Swap "single dot" for "single point" everywhere it appears in the records below, and reproduce every line otherwise unchanged.
- - - -
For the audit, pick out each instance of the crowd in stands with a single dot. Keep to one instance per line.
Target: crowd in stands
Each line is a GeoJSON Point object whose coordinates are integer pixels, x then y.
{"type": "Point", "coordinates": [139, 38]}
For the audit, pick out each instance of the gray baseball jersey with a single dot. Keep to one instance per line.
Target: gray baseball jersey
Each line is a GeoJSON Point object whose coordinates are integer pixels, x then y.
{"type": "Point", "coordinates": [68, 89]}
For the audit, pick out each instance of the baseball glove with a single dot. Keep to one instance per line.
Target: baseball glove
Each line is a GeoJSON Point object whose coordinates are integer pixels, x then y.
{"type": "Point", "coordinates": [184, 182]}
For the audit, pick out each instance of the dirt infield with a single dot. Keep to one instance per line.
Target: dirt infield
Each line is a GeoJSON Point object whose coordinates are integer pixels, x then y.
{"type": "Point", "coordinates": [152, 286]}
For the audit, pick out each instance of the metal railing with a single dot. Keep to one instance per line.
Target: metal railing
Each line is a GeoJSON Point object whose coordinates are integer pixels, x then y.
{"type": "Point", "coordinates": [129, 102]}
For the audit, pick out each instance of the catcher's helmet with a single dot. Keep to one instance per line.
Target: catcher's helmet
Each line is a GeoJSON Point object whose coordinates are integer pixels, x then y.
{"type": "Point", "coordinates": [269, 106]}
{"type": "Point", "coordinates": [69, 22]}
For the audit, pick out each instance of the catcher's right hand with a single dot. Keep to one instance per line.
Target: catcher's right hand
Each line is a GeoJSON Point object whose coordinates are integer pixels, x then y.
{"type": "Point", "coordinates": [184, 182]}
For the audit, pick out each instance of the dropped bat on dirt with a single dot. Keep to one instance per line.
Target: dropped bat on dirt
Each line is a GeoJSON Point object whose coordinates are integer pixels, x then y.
- - - -
» **OUTPUT OF THE EXERCISE**:
For the audit, pick out each instance of the crowd in stands with a single point. Keep to one instance per line.
Target: crowd in stands
Each line is a GeoJSON Point object whose coordinates are integer pixels, x then y.
{"type": "Point", "coordinates": [139, 38]}
For the audit, pick out each instance of the gray baseball jersey with a single point. Keep to one instance per line.
Target: gray baseball jersey
Each line is a GeoJSON Point object whose coordinates are integer pixels, x then y.
{"type": "Point", "coordinates": [68, 89]}
For the audit, pick out each instance of the baseball glove with a single point. Keep to one instance per line.
Target: baseball glove
Each line is a GeoJSON Point object whose coordinates are integer pixels, x then y.
{"type": "Point", "coordinates": [184, 182]}
For the audit, pick out each instance of the dirt infield with a single point. Keep to one instance per line.
Target: dirt infield
Each line is a GeoJSON Point object whose coordinates are integer pixels, x then y.
{"type": "Point", "coordinates": [152, 286]}
For the audit, pick out each instance of the metal railing with a single point. Keep to one instance per line.
Target: metal railing
Each line is a GeoJSON Point object whose coordinates are integer pixels, x then y.
{"type": "Point", "coordinates": [129, 102]}
For the audit, pick out each instance of the catcher's helmet with a single point. Keep to one instance per line.
Target: catcher's helmet
Each line is a GeoJSON Point object whose coordinates are integer pixels, x then y.
{"type": "Point", "coordinates": [269, 106]}
{"type": "Point", "coordinates": [69, 22]}
For the audit, pick out each instance of the catcher's right hand with a single point. Keep to one instance per line.
Target: catcher's right hand
Each line is a GeoJSON Point object whose coordinates are integer pixels, x then y.
{"type": "Point", "coordinates": [184, 182]}
For the audit, pick out each instance of the dropped bat on dirt with a single point. Keep to one instance per line.
Target: dropped bat on dirt
Each line is a GeoJSON Point object whose coordinates are integer pixels, x then y.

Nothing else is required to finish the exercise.